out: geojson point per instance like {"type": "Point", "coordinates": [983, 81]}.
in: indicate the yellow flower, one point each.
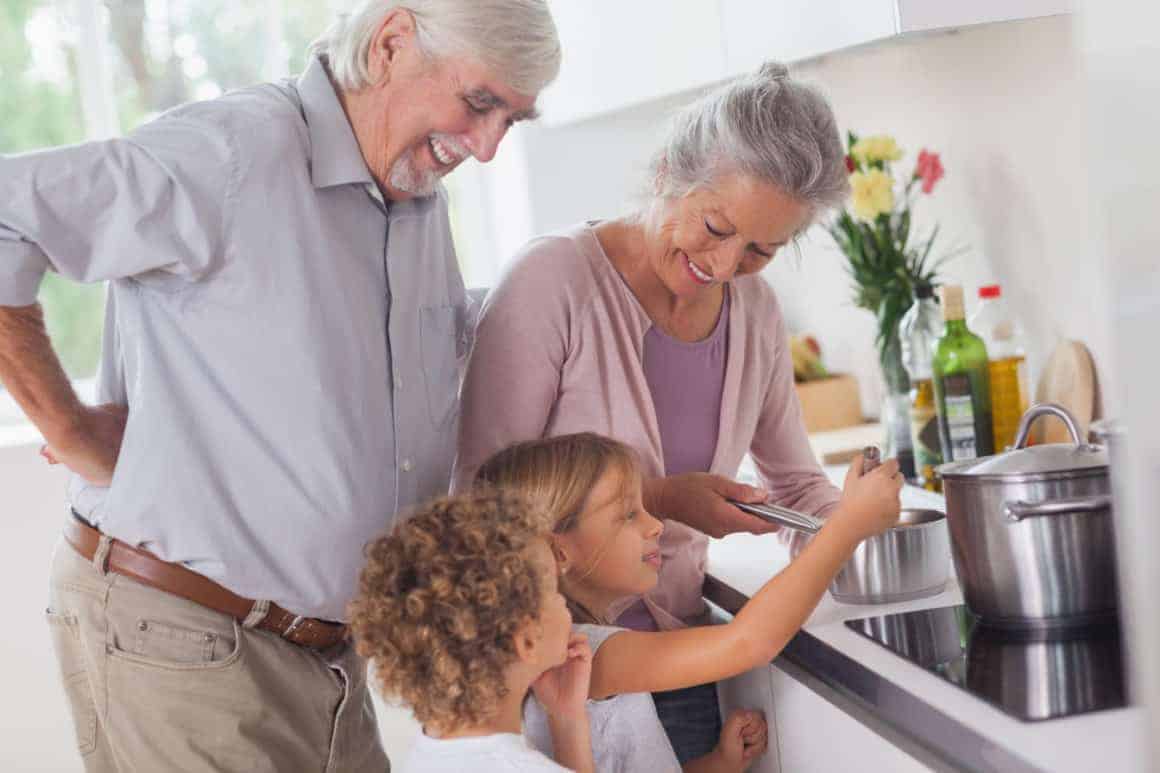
{"type": "Point", "coordinates": [879, 147]}
{"type": "Point", "coordinates": [872, 193]}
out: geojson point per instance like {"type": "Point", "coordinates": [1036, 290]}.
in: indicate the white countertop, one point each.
{"type": "Point", "coordinates": [1101, 741]}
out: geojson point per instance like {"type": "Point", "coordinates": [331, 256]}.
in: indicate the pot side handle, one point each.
{"type": "Point", "coordinates": [1016, 511]}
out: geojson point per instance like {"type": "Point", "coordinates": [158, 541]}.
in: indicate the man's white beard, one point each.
{"type": "Point", "coordinates": [406, 178]}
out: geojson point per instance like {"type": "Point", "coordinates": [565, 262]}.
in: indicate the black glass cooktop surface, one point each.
{"type": "Point", "coordinates": [1030, 674]}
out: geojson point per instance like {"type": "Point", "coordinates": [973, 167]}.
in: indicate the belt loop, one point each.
{"type": "Point", "coordinates": [256, 613]}
{"type": "Point", "coordinates": [101, 556]}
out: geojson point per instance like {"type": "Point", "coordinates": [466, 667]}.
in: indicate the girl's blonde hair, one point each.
{"type": "Point", "coordinates": [558, 476]}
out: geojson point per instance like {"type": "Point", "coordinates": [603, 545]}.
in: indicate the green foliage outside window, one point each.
{"type": "Point", "coordinates": [197, 50]}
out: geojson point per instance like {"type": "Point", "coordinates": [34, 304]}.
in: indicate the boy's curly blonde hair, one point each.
{"type": "Point", "coordinates": [441, 599]}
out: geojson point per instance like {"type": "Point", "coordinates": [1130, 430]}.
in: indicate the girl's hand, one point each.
{"type": "Point", "coordinates": [563, 691]}
{"type": "Point", "coordinates": [870, 503]}
{"type": "Point", "coordinates": [744, 738]}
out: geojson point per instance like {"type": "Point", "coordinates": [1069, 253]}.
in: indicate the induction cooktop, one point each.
{"type": "Point", "coordinates": [1031, 674]}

◆ Task instructions:
Return every line of the listing above that contains the string "like". Case counts when matching.

◆ Expected output:
out: geojson point per instance like {"type": "Point", "coordinates": [983, 81]}.
out: geojson point per instance like {"type": "Point", "coordinates": [1036, 290]}.
out: geojson point per instance like {"type": "Point", "coordinates": [331, 256]}.
out: geojson point per instance like {"type": "Point", "coordinates": [158, 541]}.
out: geojson point per instance like {"type": "Point", "coordinates": [565, 262]}.
out: geojson point per instance like {"type": "Point", "coordinates": [973, 167]}.
out: geojson point per instance like {"type": "Point", "coordinates": [466, 667]}.
out: geojson point per instance like {"type": "Point", "coordinates": [603, 545]}.
out: geojson point per instance like {"type": "Point", "coordinates": [34, 304]}.
out: geojson point per instance like {"type": "Point", "coordinates": [1130, 430]}.
out: geojson point per instance like {"type": "Point", "coordinates": [1069, 253]}.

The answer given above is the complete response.